►
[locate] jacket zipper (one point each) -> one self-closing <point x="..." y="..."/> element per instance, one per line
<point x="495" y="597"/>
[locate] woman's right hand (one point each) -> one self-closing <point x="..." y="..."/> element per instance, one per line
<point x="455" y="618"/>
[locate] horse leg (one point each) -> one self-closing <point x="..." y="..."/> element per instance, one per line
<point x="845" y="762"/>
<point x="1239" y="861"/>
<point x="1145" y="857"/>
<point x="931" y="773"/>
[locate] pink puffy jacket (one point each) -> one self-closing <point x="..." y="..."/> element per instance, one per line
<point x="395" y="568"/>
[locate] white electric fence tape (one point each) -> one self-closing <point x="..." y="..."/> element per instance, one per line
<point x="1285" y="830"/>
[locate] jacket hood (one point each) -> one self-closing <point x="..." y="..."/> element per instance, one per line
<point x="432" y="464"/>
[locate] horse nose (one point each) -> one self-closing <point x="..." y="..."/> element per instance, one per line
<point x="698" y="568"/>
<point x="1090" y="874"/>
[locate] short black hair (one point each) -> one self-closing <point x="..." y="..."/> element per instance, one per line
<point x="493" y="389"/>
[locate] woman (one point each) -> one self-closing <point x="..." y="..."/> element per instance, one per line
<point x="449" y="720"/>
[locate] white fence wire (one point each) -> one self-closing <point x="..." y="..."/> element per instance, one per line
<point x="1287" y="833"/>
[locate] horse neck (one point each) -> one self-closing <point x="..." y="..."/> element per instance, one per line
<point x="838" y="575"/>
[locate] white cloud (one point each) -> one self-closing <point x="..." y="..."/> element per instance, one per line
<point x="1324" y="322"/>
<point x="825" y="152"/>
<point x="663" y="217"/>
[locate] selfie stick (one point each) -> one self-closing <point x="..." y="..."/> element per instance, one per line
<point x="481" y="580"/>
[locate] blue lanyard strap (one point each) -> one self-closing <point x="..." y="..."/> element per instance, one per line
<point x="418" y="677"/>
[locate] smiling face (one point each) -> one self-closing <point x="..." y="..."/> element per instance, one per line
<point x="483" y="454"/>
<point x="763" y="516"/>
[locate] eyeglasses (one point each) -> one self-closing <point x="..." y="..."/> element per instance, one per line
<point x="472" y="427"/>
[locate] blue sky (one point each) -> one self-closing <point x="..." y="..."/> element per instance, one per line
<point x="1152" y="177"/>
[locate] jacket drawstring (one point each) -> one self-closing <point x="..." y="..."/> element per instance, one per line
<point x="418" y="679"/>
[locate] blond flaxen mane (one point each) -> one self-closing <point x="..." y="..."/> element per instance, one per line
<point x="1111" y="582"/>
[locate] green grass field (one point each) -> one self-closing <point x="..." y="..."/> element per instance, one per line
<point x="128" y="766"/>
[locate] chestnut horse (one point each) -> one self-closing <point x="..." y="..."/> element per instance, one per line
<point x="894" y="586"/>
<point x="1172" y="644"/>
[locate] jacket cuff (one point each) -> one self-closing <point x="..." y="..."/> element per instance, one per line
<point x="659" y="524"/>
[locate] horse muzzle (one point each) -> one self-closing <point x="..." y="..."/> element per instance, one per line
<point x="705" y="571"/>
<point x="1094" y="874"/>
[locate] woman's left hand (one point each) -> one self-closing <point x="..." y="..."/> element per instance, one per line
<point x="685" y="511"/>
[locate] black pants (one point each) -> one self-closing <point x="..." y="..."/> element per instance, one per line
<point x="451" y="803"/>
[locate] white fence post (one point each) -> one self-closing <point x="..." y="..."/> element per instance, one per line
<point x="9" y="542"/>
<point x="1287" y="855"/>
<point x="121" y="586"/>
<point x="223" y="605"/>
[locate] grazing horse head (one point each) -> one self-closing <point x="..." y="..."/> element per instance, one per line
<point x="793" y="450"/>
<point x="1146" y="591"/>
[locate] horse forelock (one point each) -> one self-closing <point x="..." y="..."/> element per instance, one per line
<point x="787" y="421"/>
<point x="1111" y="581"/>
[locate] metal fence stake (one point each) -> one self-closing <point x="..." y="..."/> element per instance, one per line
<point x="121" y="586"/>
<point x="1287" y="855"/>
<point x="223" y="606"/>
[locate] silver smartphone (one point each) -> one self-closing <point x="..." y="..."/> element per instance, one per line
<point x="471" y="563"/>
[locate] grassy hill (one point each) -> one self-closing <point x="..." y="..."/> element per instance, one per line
◄
Starting at the line of the listing that contains "[locate] silver smartphone" and ending at the final line of the listing, write out every line again, requests included, and increase each x and y coordinate in the answers by 72.

# TASK SOLUTION
[locate] silver smartphone (one point each) -> one self-closing <point x="..." y="..."/> element per instance, one per line
<point x="543" y="635"/>
[locate] grassy hill (one point each) -> one self-closing <point x="..." y="..."/> element per instance, one per line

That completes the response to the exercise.